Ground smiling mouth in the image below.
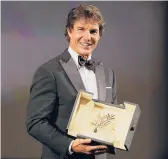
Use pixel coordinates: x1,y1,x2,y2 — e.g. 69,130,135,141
80,42,93,46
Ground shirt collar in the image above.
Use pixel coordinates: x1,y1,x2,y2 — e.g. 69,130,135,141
68,46,91,67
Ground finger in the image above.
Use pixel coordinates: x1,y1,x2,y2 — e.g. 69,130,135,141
93,150,107,155
79,139,91,144
85,145,107,151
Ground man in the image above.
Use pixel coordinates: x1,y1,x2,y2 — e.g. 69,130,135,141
27,5,117,159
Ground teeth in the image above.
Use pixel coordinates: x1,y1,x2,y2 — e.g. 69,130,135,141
80,43,91,46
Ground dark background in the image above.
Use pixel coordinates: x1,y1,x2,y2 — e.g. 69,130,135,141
1,1,168,159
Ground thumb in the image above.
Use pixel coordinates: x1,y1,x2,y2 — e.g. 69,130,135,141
80,139,92,144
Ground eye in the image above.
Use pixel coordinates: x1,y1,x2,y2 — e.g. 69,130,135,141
78,28,84,31
90,29,98,34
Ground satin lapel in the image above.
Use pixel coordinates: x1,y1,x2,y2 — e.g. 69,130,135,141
95,63,106,101
59,52,85,92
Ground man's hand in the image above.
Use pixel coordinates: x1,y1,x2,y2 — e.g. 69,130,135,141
71,139,107,154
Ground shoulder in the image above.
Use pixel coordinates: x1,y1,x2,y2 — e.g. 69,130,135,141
37,49,69,72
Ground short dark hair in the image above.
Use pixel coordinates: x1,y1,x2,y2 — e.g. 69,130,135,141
65,5,105,41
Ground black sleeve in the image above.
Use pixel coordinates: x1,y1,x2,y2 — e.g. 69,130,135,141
27,67,72,156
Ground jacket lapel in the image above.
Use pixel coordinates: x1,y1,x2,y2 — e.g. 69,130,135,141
95,62,106,101
59,49,85,92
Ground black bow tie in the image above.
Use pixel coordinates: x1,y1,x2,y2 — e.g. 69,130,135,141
78,56,95,72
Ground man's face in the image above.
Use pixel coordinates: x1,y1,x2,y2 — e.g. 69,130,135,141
68,19,100,58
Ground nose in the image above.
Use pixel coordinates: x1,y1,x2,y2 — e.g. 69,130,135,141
83,30,91,41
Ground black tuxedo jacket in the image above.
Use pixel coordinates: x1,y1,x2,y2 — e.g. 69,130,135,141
27,49,117,159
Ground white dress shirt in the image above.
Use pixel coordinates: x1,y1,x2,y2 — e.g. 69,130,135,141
68,46,98,99
68,46,98,154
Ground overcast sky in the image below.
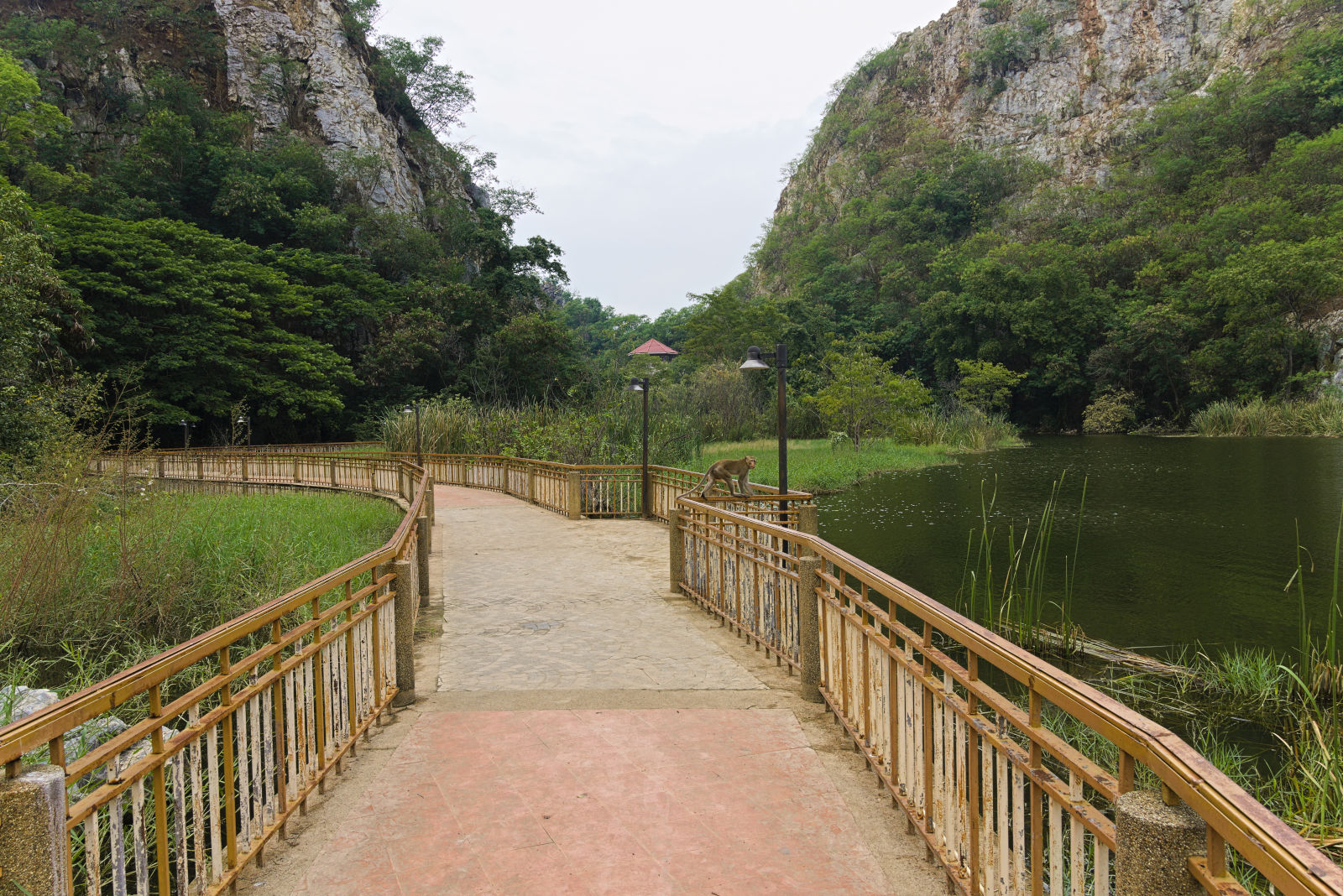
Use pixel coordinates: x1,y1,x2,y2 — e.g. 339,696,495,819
376,0,954,316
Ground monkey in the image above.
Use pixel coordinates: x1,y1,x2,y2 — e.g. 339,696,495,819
687,457,755,497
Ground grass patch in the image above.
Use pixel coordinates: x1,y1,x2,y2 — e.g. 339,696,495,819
703,439,955,495
1191,392,1343,439
0,492,401,694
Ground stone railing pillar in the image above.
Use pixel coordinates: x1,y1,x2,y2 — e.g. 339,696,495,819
797,554,824,703
1115,790,1207,896
388,560,419,707
667,504,685,594
415,513,432,607
0,766,69,896
568,470,583,519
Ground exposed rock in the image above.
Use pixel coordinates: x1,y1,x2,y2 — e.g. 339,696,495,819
776,0,1314,213
213,0,425,213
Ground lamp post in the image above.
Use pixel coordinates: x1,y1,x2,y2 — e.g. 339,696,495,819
740,342,788,513
401,401,425,466
624,377,649,519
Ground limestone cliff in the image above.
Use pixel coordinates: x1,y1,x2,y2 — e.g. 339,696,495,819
777,0,1321,213
0,0,453,213
213,0,425,213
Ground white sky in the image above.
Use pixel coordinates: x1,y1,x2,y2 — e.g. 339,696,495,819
376,0,954,316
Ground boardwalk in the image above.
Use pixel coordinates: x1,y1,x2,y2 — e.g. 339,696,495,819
244,487,944,896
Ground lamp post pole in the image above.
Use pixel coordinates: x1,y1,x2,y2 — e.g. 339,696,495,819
774,342,788,509
624,377,650,519
740,342,788,518
401,401,425,466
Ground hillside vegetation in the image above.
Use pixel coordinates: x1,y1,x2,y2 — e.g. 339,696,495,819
690,16,1343,430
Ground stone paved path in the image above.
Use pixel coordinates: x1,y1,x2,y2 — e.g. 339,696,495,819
438,490,764,690
275,487,944,896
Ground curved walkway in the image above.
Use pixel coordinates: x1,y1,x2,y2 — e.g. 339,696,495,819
251,487,945,896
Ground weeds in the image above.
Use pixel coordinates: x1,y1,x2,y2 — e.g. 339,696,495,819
1191,392,1343,437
□ □ □ □ □
Task prompt | Reproduce the data from the line that contains "Ground dark background in the image above." through the line that contains "65,5,105,41", with "satin lapel" swapped for "silk lapel" and nothing else changed.

Expected answer |
Ground dark background in the image above.
Use pixel coordinates: x1,y1,x2,y2 — e.g. 69,130,135,141
1,1,168,159
Ground thumb in the image above.
Use pixel coordinates: x1,y1,x2,y2 — e.g. 69,130,135,141
80,139,92,144
Ground eye in the image above.
Use pixel coordinates: x1,y1,x2,y2 — e.g. 69,130,135,141
78,28,84,31
90,29,98,34
Ground silk lapel in the image above.
Use pixel coordinates: x1,y1,x2,y2 — e.g. 69,130,135,141
95,63,106,101
59,52,85,92
Ground man's hand in the image above.
Use pixel coordinates: x1,y1,x2,y2 — e.g. 69,130,135,141
71,139,107,154
Ground shoulder in the image above.
Use pixel coordinates: x1,y1,x2,y2 — e.g. 69,130,135,141
37,49,69,72
Ground short dark hair in the image above.
Use pixel coordinates: x1,y1,x2,y2 — e.g. 69,130,135,141
65,5,105,41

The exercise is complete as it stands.